Selected extract:
[Start of Attachment]
Low mapping rate 3 - TSO concatemers

Compared to the two previous posts in the series, this post deals with something more technology specific.

Many biochemical reactions require a criticial amount of material before they work at all. This is the main challange with single cell RNA-sequecing: to create sufficient material for the next step in a protocol. The Smart-seq2 protocol makes use of Nextera, a kit for fragmenting and adding adapters for amplification, and finally Illumina sequencing adapters. But in order for Nextera to work a minimal input of DNA must be provided.

Once cDNA have been reverse transcribed from mRNA from a cell, it can be pre-amplified if it has PCR adaptors at both ends of the cDNA. A particularly convenient way to add these adapterors is though template switching PCR.

Template switching oligos

Here when reverse transcription reaches the 5' end of the RNA, a CCC sequence is added. This allows a DNA oligo with GGG at the to bind to the end if the cDNA. This oligo allows the second strand of the cDNA to be generated, and at the same time provides as an adapter for PCR primers.

In the standard implementation of the Smart-seq2 protocol the template switching oligo (TSO) is AAGCAGTGGTATCAACGCAGAGTACATGGG.

Sometimes these TSOs concatenate to longer DNA sequences, and get amplified along with the cDNA. If you investigate reads not mapping to the transcriptome or rRNA you will find a number of reads whic have the TSO repeated after itself multiple times.

The TSO concatemers can be accounted for during quantification by including a FASTA record of a TSO concatemer in the reference, like this one:

>TSOconcatamer
AAGCAGTGGTATCAACGCAGAGTACATGGGAAGCAGTGGTATCAACGCAGAGTA
CACGGGAAGCAGTGGTATCAACGCAGAGTACATGG

Rerunning Salmon with the new reference, we can compare the mapping rates to those in the previous post:

 
1.png
 

As we can see, the majority of cells get increased mapping rate when including the TSO concatemer. And many cells go from single digit percentages to over 50%! These samples are likely wells with almost no cellular mRNA in.

As before we can visualize the relative contribution of fragments from the different sources (here I merged the rRNA genes expression to one unit).

 
2.png
 

We see that several of the plates have large amounts of TSO contamination, and compared to rRNA it seems more variable between samples. It also seems to generally have a larger contribution than rRNA except for in one of the plates.

To quickly investigate different concatemers in data I created a little tool to our readquant collection which counts the number of occurances in reads from FASTQ files.

$ concatamer_filter.py fastq/20003_3#57_1.fastq fastq/20003_3#57_2.fastq AAGCAGTGGTATCAACGCAGAGTACATGGG
Copies,Fragments
0,667147
1,32750
2,33590
3,84431
4,8723
5,8

A typical strategy when investigating low mapping rates is to BLAST unmapped reads. Many times this will give results from scaffolds of the common carp genome (Cyprinus carpio). Actually, if you simply BLAST a 3x concatemer of TSO, it will map all over the carp genome with 100% similarity

 
Screen Shot 2017-09-07 at 00.22.08.png
 

Finally, I should mention that Smart-seq2 isn't the only protocol making use of template switching. It is also used in STRT-seq, the different flavours of Drop-seq (e.g. SeqWell, DroNc-seq etc) as well as in the very popular 10X Genomics Chromium single cell solution.

35948630474_b86df0d057_z.jpg
[End of Attachment]
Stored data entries
[Start of Attachment]
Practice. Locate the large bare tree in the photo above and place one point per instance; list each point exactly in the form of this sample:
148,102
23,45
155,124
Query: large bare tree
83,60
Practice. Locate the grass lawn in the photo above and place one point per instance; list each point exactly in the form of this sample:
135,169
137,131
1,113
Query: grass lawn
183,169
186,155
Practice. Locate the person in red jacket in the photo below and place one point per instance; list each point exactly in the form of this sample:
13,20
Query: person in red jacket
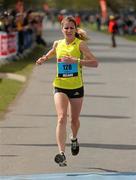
112,29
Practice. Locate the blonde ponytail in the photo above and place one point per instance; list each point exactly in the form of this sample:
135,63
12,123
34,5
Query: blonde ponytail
81,34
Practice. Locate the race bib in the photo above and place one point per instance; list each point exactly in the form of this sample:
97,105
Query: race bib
67,70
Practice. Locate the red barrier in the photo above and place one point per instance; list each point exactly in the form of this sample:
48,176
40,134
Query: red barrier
8,44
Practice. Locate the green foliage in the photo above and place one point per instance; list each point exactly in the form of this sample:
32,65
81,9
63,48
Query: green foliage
10,88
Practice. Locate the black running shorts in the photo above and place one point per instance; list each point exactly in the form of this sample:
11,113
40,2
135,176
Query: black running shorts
71,93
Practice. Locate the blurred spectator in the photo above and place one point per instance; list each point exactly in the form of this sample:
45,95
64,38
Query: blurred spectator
78,20
20,28
98,22
112,28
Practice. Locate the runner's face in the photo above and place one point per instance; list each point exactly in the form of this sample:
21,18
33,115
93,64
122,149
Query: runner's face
69,30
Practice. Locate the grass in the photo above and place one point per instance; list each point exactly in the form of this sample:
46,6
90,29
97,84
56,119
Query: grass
104,30
9,89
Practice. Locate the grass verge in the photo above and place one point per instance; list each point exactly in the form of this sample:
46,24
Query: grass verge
9,89
104,30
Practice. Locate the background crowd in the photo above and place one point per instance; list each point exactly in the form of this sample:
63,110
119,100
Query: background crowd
27,23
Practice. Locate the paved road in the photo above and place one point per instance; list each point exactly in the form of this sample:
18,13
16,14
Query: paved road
108,119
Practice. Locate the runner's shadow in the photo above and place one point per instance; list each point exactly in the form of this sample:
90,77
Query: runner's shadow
86,145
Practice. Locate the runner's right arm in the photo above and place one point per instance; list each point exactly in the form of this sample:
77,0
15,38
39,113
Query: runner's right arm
48,55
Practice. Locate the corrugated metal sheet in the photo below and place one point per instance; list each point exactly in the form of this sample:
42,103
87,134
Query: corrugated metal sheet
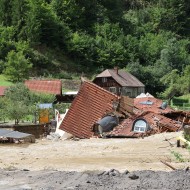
[End of Attachment]
From the post on TSO concatemers, extract everything from "As before we" down to "from FASTQ files.", keeping the wording unchanged.

Reply to the task:
As before we can visualize the relative contribution of fragments from the different sources (here I merged the rRNA genes expression to one unit).

 
2.png
 

We see that several of the plates have large amounts of TSO contamination, and compared to rRNA it seems more variable between samples. It also seems to generally have a larger contribution than rRNA except for in one of the plates.

To quickly investigate different concatemers in data I created a little tool to our readquant collection which counts the number of occurances in reads from FASTQ files.